[Stored entries]
━━━━━━━━━━

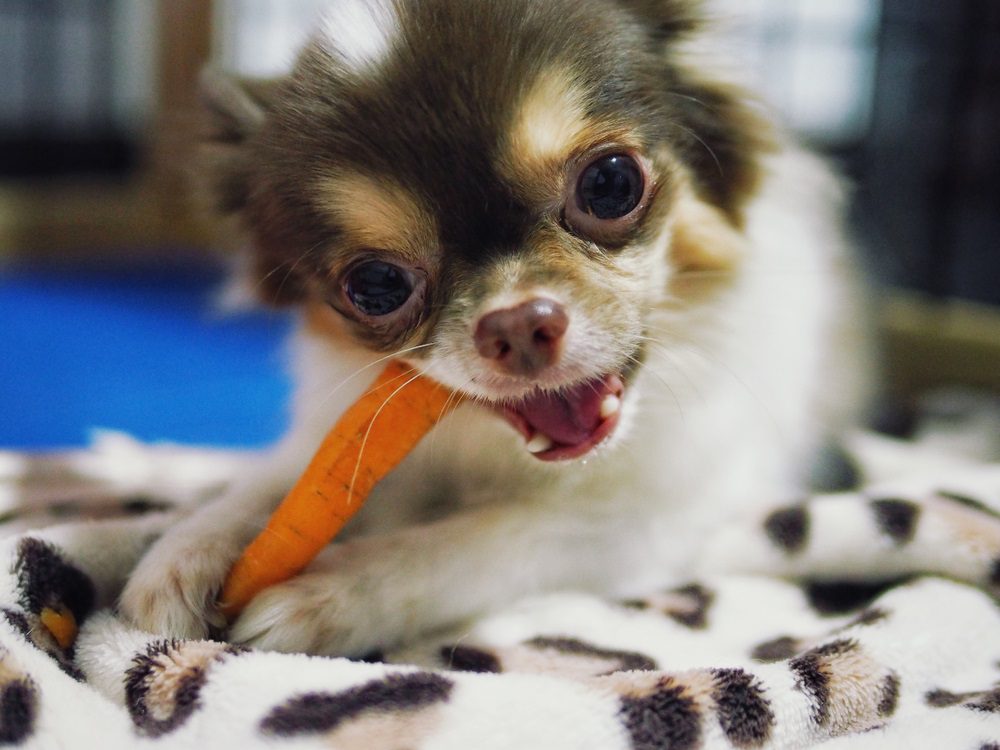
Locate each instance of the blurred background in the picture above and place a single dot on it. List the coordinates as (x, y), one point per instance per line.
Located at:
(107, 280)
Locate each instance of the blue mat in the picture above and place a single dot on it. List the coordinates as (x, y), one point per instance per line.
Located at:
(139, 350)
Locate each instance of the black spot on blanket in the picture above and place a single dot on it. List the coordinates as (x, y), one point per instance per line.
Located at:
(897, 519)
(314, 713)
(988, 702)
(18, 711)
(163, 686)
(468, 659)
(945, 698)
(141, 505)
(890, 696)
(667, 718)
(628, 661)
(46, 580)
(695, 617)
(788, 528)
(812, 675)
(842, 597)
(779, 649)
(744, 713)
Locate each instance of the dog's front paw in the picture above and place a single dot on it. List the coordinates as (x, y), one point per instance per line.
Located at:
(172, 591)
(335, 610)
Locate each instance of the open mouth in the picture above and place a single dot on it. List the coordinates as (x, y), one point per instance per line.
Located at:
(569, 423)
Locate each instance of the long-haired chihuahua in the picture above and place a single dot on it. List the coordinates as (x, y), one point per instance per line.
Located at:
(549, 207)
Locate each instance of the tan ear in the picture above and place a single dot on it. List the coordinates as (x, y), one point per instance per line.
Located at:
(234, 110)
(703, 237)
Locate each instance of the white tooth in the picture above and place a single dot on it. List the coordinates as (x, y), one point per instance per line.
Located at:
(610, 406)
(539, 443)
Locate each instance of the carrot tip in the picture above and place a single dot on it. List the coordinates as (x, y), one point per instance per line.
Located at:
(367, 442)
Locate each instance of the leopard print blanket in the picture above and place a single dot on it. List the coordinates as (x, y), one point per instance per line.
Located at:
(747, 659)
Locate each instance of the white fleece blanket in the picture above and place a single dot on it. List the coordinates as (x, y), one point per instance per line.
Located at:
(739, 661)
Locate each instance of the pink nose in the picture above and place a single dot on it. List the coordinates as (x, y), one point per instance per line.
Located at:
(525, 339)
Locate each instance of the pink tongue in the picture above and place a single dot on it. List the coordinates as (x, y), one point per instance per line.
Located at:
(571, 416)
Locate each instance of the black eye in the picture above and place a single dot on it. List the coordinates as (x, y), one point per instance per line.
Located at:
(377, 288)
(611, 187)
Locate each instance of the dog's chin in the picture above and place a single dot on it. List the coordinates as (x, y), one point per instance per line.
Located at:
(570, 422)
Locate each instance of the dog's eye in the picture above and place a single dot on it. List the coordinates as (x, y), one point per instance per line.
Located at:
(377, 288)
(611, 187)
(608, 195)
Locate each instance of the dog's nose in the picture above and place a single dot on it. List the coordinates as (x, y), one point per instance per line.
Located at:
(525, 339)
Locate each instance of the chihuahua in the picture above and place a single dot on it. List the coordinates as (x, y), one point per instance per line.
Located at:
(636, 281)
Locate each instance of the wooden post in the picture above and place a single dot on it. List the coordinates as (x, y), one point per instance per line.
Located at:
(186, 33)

━━━━━━━━━━

AIM OF THE EXERCISE = Change every "Located at" in the listing above to "Found at" and leave everything else as it is. Omit the pictures from your answer.

EXERCISE SOLUTION =
Locate each instance of the blurred background in the picture above and place a single dot on it. List the coordinates as (x, y), one point per instance per line.
Found at:
(107, 280)
Locate each instance of the blue mat in the picture above and place a single dot on it. List the coordinates as (x, y), one point per instance per line.
Found at:
(139, 350)
Locate each instance of the black spot on blanket in the picture above and place a single dot on it. List the coordinates as (x, y), one point per instance per line.
Found at:
(897, 519)
(314, 713)
(988, 702)
(18, 711)
(163, 686)
(468, 659)
(945, 698)
(141, 505)
(890, 696)
(667, 718)
(628, 661)
(46, 580)
(695, 617)
(788, 528)
(812, 675)
(842, 597)
(779, 649)
(744, 713)
Locate each instance of the dog's front paw in the picture above and place a single dot on it. List the coordinates as (x, y), one point per instance per line.
Found at:
(172, 591)
(335, 610)
Locate each instance of the open mouth in the picture above and place a single dot on it. List the coordinates as (x, y), one point per instance per line.
Found at:
(569, 423)
Locate each instance of the long-haired chihuahua in the picture above and place a single dot on it. List the coordinates as (x, y), one point per instance per line.
Found at:
(549, 207)
Locate each instance of the tan ear in the picture above and place a single dot on it. List the coordinates as (x, y), one point per instance per line.
Found at:
(234, 110)
(703, 237)
Locate each instance of the white tooth in the picture above and place a single dot on it. List the coordinates as (x, y), one point per instance per line.
Found at:
(610, 406)
(539, 443)
Locate each instance of the carrot tip in the picture above and place a single dot on it. List the coordinates as (x, y), one point per instance per line.
Found at:
(367, 442)
Locate each instance of the leopard print blanket in the picture above and place a single dot on it. List the coordinates as (x, y), one point per instance per line.
Found at:
(747, 659)
Locate each instance of the white fleece blanket in the picture above and place a single dot on it. List the coordinates as (x, y), one point per instance per line.
Found at:
(739, 661)
Locate each instance of the pink nose in the picture above and place a single dot on it. List the coordinates as (x, y), one point per instance per line.
Found at:
(525, 339)
Locate each instance of the pink tongue in the picture above and place a single dot on it. List the coordinates as (x, y), one point per instance per line.
Found at:
(571, 416)
Locate each instance of the black eye in the picture above and place a single dot on it. List the coordinates as (x, y), one point per instance per line.
Found at:
(377, 288)
(611, 187)
Locate each instance of the dog's chin in the picture above and place a single dot on it. List the coordinates as (x, y), one point per instance per line.
Found at:
(570, 422)
Locate each instance of the dog's eye in the picture above and place a single dot on it. List the coordinates as (x, y), one point per instance per line.
Found at:
(377, 288)
(611, 187)
(608, 195)
Locate each instance of the dog's nose in the picture above and place a single dot on it. List the coordinates as (x, y), one point per instance per line.
Found at:
(525, 339)
Locate each instance of the chihuahua in the picture above and place a single dot on it. List the coordinates as (x, y), one point per instance per line.
Found at:
(636, 281)
Locate each instance of the wooden post in the picture above and place a single dot on it. List the coordinates as (x, y), one point per instance per line.
Found at:
(186, 33)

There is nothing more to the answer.